Work to complete ->
1: Translate this sentence from the text about trainee counsellors at the hospice into Spanish: "All the clients seen by the trainees are first assessed and screened by a senior member of the patient and family support team."
2: In the text about trainee counsellors at the hospice, reproduce everything from "All the clients" down to "and department induction.".

The group were the first cohort of trainees to be recruited to the placements at Trinity, enabling them to gain valuable experience in providing psychological support around grief and loss.
The trainees each have an average case load of three patients. On a weekly basis they spend two to three hours with patients, with additional time spent on documentation.
All the clients seen by the trainees are first assessed and screened by a senior member of the patient and family support team.
Letizia Perna-Forrest, head of patient and family support at the hospice, said: “Working with grief and loss on a daily basis can at times be a challenge, but the skills I believe our trainees gain through this work are innumerable. This experience enables counsellors to develop experience and self-awareness that a classroom discussion could never achieve.”
All trainees were in an advanced stage of training with a British Association for Counselling and Psychotherapy (BACP) or UK Council for Psychotherapy (UKCP) accredited programme and had previous experience of counselling.
Once recruited, the volunteers underwent a comprehensive organisational and department induction.
Along with access to informal support from the hospice team, group clinical supervision was also arranged by the hospice to provide additional support and maximise their learning experience.
On a monthly basis, the group meet for three hours with their clinical supervisor, senior counsellor Mark Craven, for formal reflection and case discussions. The trainees report that these sessions have been a fantastic learning experience that has supported and improved their placement.
The trainees also have the opportunity to participate in the hospice’s monthly Schwartz Centre Rounds and quarterly training for patient and family support volunteers.
Over the year, the first cohort of trainee counsellors have supported twenty-two bereaved friends and relatives.

[Segmentation mask data]

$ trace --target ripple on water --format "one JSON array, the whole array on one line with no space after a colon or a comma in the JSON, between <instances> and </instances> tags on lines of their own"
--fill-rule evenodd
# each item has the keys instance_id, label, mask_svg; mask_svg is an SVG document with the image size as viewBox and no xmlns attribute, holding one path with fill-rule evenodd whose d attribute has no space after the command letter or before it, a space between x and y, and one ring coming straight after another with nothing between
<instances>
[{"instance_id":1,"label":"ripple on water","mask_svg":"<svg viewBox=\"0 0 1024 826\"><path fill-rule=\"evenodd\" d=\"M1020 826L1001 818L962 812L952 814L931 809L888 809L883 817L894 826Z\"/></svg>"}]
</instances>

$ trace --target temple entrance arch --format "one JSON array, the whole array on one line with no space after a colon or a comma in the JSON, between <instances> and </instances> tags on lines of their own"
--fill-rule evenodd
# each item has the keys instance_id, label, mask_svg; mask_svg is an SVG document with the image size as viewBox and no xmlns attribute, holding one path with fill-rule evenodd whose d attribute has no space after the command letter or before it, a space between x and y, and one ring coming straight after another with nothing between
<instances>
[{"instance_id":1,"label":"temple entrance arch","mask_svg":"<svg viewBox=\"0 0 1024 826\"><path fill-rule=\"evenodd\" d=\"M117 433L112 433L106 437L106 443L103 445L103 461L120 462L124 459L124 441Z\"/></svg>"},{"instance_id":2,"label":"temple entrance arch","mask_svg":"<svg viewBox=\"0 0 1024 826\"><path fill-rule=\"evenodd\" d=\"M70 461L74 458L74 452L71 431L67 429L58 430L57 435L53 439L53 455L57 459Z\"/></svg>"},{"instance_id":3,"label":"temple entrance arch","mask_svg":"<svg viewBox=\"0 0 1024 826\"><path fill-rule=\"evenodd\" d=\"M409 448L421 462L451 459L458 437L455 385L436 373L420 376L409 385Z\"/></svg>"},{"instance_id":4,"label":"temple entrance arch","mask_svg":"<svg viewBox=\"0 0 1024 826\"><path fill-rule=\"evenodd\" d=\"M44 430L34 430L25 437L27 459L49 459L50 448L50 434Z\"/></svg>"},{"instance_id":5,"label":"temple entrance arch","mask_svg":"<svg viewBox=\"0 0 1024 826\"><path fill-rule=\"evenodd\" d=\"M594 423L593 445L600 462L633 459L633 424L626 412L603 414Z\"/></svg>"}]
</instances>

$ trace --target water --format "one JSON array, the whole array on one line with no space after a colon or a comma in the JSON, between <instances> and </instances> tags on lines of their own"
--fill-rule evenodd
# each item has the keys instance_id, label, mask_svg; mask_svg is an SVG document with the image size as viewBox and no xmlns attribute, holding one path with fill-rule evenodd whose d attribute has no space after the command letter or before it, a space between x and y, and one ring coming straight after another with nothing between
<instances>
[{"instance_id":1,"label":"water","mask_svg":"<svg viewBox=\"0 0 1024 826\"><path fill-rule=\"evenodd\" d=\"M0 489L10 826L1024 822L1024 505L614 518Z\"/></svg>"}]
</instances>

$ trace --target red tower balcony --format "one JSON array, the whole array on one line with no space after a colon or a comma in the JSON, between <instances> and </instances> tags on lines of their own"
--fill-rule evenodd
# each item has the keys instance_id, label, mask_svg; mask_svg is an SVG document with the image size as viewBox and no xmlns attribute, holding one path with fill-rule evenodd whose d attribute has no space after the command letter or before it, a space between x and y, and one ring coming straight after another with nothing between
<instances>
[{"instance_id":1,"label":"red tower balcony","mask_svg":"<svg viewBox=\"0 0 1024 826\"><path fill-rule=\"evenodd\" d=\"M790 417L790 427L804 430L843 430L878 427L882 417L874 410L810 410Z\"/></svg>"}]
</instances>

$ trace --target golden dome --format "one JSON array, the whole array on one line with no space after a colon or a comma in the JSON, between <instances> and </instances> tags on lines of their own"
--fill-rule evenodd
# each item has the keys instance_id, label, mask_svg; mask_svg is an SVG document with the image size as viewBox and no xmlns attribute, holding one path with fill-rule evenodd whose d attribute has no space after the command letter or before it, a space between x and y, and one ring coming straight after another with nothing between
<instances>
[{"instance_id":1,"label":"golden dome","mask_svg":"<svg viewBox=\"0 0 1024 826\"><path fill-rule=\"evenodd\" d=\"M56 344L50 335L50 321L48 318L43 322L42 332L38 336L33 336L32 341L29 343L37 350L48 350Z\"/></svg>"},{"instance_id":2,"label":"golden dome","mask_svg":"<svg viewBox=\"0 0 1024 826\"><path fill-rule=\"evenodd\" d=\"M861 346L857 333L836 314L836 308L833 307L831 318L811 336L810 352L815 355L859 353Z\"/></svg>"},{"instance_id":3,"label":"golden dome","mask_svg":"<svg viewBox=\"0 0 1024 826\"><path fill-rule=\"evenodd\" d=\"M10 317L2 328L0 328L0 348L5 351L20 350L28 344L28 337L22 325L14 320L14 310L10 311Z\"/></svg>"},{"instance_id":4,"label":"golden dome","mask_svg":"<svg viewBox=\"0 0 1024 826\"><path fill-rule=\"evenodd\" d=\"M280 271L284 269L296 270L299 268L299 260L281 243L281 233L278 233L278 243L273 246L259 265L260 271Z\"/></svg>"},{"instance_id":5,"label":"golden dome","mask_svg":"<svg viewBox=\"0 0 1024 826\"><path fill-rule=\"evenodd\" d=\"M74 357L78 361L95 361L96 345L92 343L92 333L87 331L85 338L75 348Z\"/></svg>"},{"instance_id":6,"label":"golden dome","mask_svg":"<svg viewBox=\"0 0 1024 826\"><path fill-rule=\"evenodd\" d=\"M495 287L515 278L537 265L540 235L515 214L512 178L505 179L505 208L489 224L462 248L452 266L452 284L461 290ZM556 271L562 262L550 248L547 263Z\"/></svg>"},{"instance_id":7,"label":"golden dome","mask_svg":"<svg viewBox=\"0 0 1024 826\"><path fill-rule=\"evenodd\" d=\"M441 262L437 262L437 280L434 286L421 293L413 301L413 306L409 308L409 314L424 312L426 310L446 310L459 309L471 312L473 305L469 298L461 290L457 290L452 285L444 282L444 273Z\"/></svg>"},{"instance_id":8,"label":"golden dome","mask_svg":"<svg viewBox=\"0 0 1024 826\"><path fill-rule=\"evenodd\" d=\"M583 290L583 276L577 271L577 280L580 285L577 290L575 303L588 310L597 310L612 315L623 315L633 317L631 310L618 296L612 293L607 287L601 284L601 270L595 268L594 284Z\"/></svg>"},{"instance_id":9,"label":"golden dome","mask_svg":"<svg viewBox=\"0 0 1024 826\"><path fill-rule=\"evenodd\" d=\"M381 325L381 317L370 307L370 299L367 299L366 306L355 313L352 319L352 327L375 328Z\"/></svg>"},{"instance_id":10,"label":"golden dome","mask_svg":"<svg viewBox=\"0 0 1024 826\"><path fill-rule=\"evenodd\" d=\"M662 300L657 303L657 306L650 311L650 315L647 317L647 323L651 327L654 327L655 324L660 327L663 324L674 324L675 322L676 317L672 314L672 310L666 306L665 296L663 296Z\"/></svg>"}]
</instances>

Responses ->
1: Todos los clientes atendidos por los profesionales en formación son evaluados y examinados primero por un miembro sénior del equipo de apoyo a pacientes y familias.

2:
All the clients seen by the trainees are first assessed and screened by a senior member of the patient and family support team.
Letizia Perna-Forrest, head of patient and family support at the hospice, said: “Working with grief and loss on a daily basis can at times be a challenge, but the skills I believe our trainees gain through this work are innumerable. This experience enables counsellors to develop experience and self-awareness that a classroom discussion could never achieve.”
All trainees were in an advanced stage of training with a British Association for Counselling and Psychotherapy (BACP) or UK Council for Psychotherapy (UKCP) accredited programme and had previous experience of counselling.
Once recruited, the volunteers underwent a comprehensive organisational and department induction.